(EXERCISE DESCRIPTION) Please transcribe the entries below word for word, starting at the line that contains "Now, which portion of the image is the sky" and ending with the last line of the entries.

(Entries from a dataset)
==============================

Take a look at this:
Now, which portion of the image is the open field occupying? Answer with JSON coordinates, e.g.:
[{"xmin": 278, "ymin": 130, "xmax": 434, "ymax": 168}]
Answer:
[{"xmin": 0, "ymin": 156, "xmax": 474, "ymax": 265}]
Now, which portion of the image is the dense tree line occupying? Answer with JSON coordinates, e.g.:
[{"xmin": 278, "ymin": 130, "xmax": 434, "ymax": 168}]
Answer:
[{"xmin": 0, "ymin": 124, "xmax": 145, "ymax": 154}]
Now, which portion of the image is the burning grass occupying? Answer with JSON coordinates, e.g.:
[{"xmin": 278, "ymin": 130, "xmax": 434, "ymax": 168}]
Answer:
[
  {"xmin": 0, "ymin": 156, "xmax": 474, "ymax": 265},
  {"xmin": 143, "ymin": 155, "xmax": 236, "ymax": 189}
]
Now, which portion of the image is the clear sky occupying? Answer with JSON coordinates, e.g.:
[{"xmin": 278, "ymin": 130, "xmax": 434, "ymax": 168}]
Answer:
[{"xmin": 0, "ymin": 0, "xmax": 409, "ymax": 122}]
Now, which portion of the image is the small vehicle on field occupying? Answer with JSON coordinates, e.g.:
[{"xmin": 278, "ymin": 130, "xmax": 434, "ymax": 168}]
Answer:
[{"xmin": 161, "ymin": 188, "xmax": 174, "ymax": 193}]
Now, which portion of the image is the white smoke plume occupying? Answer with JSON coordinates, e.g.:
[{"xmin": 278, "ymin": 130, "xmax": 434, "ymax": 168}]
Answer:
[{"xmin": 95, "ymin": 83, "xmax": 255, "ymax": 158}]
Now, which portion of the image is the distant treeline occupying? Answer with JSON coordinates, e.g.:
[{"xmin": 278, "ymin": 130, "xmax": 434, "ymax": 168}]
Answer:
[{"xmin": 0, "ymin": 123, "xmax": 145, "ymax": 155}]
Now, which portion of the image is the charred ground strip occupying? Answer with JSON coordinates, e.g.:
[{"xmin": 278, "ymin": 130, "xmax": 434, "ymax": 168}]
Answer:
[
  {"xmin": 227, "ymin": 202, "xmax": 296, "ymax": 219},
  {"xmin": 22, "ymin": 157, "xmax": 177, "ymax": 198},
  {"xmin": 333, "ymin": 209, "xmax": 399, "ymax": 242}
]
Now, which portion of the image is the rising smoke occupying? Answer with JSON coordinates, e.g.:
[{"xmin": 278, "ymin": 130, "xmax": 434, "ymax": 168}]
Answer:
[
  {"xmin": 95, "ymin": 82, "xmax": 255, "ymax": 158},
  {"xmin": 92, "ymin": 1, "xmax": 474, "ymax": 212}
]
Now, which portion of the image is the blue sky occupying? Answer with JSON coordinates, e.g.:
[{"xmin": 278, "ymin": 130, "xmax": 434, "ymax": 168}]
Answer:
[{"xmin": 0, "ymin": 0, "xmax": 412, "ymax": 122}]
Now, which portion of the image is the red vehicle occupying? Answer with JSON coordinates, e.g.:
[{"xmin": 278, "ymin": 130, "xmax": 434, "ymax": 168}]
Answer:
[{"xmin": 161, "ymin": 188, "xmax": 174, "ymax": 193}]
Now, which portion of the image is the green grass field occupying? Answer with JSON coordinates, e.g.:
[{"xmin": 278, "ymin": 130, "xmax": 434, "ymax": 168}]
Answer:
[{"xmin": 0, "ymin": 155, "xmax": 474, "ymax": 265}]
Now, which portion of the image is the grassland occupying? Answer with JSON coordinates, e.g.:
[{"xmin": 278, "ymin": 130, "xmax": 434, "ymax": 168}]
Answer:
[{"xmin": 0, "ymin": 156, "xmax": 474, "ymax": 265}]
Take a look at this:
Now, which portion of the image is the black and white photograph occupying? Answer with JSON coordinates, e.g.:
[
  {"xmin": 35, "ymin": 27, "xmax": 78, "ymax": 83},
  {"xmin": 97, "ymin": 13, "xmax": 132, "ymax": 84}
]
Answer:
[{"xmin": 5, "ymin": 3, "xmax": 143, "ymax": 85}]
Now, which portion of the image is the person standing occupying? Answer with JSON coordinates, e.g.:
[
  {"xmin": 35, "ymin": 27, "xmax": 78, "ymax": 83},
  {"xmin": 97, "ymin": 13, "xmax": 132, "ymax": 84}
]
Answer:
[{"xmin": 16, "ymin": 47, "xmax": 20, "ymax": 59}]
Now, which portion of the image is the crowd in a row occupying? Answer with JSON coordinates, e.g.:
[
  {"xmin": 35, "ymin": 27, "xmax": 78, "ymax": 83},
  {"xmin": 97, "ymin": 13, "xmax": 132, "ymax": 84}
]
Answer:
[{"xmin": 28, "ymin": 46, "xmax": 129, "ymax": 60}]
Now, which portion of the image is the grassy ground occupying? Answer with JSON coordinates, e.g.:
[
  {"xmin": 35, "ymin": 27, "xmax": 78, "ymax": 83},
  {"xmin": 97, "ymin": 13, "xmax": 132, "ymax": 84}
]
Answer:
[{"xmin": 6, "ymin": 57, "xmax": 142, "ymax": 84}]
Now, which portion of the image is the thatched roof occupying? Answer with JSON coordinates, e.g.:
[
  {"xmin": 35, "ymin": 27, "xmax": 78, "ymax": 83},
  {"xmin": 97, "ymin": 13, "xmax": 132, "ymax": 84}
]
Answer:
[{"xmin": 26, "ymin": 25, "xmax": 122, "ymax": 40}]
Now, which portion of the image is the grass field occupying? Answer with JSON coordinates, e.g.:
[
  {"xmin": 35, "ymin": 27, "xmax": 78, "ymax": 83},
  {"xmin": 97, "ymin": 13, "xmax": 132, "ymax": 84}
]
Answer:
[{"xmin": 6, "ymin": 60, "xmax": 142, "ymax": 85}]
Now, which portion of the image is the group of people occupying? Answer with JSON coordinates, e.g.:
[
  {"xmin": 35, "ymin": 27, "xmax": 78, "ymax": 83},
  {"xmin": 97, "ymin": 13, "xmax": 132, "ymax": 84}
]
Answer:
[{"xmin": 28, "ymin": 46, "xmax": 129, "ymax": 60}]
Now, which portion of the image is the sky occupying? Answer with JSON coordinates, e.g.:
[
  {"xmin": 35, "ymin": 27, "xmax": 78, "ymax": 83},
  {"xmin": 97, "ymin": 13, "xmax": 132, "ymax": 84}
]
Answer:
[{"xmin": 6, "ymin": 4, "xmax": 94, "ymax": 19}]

==============================

(WRITTEN ANSWER)
Now, which portion of the image is the sky occupying? Answer with JSON coordinates, e.g.:
[
  {"xmin": 35, "ymin": 27, "xmax": 78, "ymax": 83},
  {"xmin": 97, "ymin": 13, "xmax": 132, "ymax": 84}
]
Answer:
[{"xmin": 6, "ymin": 4, "xmax": 94, "ymax": 19}]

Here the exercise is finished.